Picture annotation entries:
----

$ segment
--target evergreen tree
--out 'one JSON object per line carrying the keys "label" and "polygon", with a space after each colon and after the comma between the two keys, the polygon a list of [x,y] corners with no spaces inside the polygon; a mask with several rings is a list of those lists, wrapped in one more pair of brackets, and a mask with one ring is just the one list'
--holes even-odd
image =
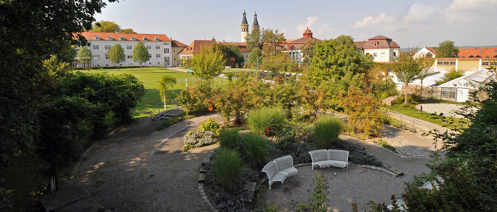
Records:
{"label": "evergreen tree", "polygon": [[139,41],[136,46],[133,47],[133,54],[131,56],[133,57],[133,61],[140,63],[140,70],[143,72],[143,70],[142,70],[142,63],[150,60],[149,51],[143,44],[143,42]]}

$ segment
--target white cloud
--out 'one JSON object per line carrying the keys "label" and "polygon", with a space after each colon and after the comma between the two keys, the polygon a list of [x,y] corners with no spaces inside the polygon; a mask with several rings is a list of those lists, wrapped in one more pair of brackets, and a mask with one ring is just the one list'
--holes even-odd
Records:
{"label": "white cloud", "polygon": [[318,21],[317,17],[309,17],[307,18],[307,23],[305,24],[299,24],[297,25],[297,31],[304,32],[304,31],[305,31],[308,27],[312,26],[313,24],[314,24],[314,23],[316,22],[316,21]]}
{"label": "white cloud", "polygon": [[371,28],[374,25],[382,23],[390,23],[393,21],[392,17],[387,17],[385,13],[380,13],[376,17],[366,17],[362,21],[357,21],[352,27],[355,28]]}

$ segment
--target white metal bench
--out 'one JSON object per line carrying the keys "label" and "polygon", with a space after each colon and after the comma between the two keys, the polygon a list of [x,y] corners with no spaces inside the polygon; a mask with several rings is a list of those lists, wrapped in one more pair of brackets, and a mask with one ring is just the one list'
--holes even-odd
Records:
{"label": "white metal bench", "polygon": [[312,159],[312,169],[333,166],[348,169],[348,151],[338,150],[319,150],[309,152]]}
{"label": "white metal bench", "polygon": [[293,167],[293,158],[291,156],[274,159],[262,168],[262,171],[267,175],[269,190],[273,182],[280,181],[283,183],[287,177],[299,173],[299,171]]}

----

__YOUR INSTRUCTIONS__
Give all of the material above as a two-column CSV with the header columns command and output, one row per request, each field quoted and with line breaks replaced by spaces. Omit the pictures.

__FINISHED ANSWER__
command,output
"$ segment --target evergreen tree --out 'one JSON object per line carrying the keys ""label"" and ""polygon"", with a space after each colon and after the comma between the two keys, the polygon a list of [x,y] corners with no spaces inside the polygon; a mask with several rings is a list of those lists, wrapped in one more pair of brackets, and a mask with one ring is just the one list' --holes even-odd image = Records:","{""label"": ""evergreen tree"", ""polygon"": [[139,41],[136,46],[133,47],[133,54],[131,56],[133,57],[133,61],[140,63],[140,70],[143,72],[143,70],[142,70],[142,63],[150,60],[149,51],[143,44],[143,42]]}"
"$ segment --target white cloud --out 'one JSON object per line carrying the keys ""label"" and ""polygon"", with a space after each colon and after the comma between the two keys, the polygon a list of [x,y] corners with no spaces inside the polygon; a mask with several rings is a list of those lists, wrapped in one more pair of brackets, and a mask with one ring is just the one list' --holes even-odd Records:","{""label"": ""white cloud"", ""polygon"": [[318,21],[317,17],[309,17],[307,18],[307,23],[305,24],[299,24],[297,25],[297,31],[304,32],[304,31],[305,31],[308,27],[312,26],[313,24],[314,24],[314,23],[316,22],[316,21]]} {""label"": ""white cloud"", ""polygon"": [[371,28],[374,25],[382,23],[390,23],[393,21],[392,17],[387,17],[385,13],[380,13],[376,17],[366,17],[362,21],[357,21],[352,27],[355,28]]}"
"$ segment --target white metal bench --out 'one JSON object per line carrying the keys ""label"" and ""polygon"", with a space after each colon and after the comma between the two keys, the polygon a list of [x,y] corners with no spaces inside the polygon; a mask with several rings is a list of those lists, wrapped in one more pair of brackets, and a mask with one ring is just the one list' --holes even-odd Records:","{""label"": ""white metal bench"", ""polygon"": [[312,159],[312,169],[333,166],[348,169],[348,151],[338,150],[319,150],[309,152]]} {""label"": ""white metal bench"", ""polygon"": [[293,167],[293,158],[291,156],[274,159],[262,168],[262,171],[267,175],[269,190],[273,182],[280,181],[283,183],[287,177],[299,173],[299,171]]}"